• _Short task_: Count how many lines of the items below contain the string "wheel", treating uppercase and lowercase as different, and reply with that number alone.

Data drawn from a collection
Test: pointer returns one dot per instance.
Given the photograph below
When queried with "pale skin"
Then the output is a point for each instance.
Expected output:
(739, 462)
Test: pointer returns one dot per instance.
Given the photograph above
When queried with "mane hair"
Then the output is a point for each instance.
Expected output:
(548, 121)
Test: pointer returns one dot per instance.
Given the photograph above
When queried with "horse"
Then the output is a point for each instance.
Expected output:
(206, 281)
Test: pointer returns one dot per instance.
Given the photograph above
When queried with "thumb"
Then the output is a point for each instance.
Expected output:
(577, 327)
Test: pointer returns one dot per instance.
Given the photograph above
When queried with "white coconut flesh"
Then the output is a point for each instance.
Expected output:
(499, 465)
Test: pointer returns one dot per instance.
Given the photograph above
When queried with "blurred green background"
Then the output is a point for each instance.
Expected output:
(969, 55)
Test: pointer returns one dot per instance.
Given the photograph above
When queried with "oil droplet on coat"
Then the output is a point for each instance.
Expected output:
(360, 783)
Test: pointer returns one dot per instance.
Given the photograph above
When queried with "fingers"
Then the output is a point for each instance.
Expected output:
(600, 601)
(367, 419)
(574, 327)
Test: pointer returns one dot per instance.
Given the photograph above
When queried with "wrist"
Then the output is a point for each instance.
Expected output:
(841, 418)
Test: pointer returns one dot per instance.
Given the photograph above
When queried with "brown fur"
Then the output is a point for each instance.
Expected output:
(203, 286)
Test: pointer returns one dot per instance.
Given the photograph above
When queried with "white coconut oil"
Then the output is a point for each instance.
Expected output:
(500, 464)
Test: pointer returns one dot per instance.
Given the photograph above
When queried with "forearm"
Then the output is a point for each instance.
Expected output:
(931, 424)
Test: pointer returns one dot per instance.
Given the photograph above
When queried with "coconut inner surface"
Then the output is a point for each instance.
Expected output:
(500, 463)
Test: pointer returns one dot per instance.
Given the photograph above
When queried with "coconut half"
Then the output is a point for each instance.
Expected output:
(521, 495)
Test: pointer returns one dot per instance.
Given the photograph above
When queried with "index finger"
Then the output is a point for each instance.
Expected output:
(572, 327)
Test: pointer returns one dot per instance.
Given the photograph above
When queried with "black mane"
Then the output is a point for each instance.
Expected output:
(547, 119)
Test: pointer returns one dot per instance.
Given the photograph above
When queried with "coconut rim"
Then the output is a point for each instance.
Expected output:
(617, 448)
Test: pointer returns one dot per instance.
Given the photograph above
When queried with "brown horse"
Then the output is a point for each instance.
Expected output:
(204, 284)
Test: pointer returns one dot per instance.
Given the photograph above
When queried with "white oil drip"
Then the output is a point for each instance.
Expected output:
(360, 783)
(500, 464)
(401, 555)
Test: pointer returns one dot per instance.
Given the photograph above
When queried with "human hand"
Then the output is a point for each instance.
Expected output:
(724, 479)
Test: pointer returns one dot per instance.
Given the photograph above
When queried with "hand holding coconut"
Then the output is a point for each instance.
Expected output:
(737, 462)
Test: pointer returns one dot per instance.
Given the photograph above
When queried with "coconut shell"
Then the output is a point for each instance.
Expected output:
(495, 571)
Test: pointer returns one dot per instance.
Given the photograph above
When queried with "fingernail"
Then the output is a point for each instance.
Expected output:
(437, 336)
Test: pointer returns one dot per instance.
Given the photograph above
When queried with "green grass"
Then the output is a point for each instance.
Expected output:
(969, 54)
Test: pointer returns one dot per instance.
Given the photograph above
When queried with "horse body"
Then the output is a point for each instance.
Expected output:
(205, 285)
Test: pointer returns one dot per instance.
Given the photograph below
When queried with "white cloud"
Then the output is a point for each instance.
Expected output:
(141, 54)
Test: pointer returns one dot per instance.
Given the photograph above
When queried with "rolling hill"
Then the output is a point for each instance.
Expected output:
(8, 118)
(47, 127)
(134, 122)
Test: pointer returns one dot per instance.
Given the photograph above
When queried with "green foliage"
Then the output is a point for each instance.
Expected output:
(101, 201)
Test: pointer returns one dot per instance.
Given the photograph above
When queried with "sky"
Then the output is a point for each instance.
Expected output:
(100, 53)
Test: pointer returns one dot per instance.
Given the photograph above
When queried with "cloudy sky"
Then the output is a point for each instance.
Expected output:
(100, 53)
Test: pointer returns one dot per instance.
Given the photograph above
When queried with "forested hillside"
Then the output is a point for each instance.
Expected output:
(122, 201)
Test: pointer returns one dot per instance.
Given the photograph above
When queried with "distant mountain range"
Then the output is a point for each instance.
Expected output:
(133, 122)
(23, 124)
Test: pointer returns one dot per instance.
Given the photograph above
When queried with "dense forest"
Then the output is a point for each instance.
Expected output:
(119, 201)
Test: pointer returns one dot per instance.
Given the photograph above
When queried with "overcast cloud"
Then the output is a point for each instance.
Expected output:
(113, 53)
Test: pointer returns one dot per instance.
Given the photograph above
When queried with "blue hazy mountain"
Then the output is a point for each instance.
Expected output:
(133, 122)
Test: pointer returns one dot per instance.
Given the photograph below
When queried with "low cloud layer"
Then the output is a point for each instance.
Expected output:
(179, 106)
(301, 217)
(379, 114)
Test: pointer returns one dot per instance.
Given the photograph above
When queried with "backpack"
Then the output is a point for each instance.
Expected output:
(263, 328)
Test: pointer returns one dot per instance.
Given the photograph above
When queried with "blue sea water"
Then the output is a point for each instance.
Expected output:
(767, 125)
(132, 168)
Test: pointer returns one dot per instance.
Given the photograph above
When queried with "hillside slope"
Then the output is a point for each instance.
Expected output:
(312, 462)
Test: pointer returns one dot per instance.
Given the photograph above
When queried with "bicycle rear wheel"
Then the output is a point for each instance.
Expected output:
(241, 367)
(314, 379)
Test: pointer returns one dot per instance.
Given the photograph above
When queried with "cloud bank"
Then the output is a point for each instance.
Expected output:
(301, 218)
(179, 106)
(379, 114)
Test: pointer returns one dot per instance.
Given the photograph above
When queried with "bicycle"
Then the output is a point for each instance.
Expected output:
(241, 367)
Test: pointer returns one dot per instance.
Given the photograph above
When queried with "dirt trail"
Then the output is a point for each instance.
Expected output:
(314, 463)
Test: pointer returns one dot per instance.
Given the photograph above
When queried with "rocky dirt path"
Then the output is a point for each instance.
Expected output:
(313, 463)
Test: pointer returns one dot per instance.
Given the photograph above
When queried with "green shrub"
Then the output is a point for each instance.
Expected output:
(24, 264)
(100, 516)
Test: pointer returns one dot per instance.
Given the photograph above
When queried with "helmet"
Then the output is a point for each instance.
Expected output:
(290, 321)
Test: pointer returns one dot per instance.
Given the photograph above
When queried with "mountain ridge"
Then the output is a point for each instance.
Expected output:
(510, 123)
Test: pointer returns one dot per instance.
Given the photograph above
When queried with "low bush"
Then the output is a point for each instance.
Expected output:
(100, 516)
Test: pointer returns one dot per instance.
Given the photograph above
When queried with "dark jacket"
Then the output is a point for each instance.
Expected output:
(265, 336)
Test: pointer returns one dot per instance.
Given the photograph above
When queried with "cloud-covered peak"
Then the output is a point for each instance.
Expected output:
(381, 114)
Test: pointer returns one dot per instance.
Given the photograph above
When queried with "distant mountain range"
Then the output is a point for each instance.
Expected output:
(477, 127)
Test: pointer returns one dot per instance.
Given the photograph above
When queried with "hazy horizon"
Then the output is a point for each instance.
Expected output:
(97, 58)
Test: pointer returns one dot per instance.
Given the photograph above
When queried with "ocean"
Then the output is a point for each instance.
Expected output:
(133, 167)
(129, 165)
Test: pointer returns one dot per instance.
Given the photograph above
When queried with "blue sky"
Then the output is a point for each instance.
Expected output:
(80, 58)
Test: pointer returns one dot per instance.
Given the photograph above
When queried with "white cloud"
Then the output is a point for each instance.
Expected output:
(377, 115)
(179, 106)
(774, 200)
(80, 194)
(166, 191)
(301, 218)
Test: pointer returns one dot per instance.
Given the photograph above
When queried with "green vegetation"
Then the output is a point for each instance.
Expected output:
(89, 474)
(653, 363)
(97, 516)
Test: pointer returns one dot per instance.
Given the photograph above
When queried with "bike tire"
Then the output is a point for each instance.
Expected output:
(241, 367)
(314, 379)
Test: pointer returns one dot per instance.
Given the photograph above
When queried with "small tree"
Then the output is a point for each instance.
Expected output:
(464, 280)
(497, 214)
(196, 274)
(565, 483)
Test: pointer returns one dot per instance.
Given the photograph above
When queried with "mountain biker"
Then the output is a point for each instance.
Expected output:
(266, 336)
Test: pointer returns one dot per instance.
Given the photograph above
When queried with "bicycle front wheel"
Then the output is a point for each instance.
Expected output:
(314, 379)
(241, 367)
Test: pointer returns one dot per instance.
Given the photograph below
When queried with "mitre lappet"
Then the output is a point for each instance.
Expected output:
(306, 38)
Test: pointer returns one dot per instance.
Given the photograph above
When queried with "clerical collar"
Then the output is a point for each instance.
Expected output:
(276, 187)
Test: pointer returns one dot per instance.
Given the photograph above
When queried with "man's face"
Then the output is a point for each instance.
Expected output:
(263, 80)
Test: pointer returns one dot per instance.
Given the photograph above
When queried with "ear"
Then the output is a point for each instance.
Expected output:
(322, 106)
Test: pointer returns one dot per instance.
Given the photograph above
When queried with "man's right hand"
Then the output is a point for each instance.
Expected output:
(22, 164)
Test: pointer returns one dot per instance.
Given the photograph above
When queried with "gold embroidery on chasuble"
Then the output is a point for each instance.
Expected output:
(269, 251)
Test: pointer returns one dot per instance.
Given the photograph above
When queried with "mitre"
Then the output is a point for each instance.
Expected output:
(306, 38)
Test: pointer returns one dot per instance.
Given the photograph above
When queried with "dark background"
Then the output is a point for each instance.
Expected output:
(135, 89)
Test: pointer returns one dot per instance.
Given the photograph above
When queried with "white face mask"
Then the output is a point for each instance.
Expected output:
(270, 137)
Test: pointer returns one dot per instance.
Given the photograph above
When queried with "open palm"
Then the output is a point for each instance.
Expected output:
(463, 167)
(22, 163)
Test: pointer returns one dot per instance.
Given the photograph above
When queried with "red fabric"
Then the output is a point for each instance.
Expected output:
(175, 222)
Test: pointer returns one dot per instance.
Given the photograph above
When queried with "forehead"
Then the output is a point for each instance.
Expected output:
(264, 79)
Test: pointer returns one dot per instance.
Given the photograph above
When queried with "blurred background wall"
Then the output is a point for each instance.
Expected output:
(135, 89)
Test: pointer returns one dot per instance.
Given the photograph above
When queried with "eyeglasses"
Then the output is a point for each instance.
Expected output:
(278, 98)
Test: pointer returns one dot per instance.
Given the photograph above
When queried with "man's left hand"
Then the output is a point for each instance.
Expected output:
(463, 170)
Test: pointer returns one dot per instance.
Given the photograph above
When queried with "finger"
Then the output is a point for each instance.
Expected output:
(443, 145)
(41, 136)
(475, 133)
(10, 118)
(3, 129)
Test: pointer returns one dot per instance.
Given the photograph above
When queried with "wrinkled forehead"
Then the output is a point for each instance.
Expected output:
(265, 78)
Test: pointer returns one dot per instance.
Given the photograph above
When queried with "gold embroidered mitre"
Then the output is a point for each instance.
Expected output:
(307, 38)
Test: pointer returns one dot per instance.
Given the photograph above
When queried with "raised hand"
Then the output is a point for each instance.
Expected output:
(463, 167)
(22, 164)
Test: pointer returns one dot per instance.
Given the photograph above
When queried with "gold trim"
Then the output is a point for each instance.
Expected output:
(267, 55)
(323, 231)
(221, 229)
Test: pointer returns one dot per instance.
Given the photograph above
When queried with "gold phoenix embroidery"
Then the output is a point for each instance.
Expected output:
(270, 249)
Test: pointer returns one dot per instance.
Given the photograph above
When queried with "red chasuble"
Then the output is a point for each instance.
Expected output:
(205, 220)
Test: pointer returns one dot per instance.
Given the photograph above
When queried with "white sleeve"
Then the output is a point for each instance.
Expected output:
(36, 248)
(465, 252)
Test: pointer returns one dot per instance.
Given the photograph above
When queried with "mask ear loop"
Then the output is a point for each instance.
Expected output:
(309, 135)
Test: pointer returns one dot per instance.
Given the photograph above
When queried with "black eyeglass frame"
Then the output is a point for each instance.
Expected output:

• _Expected answer_: 2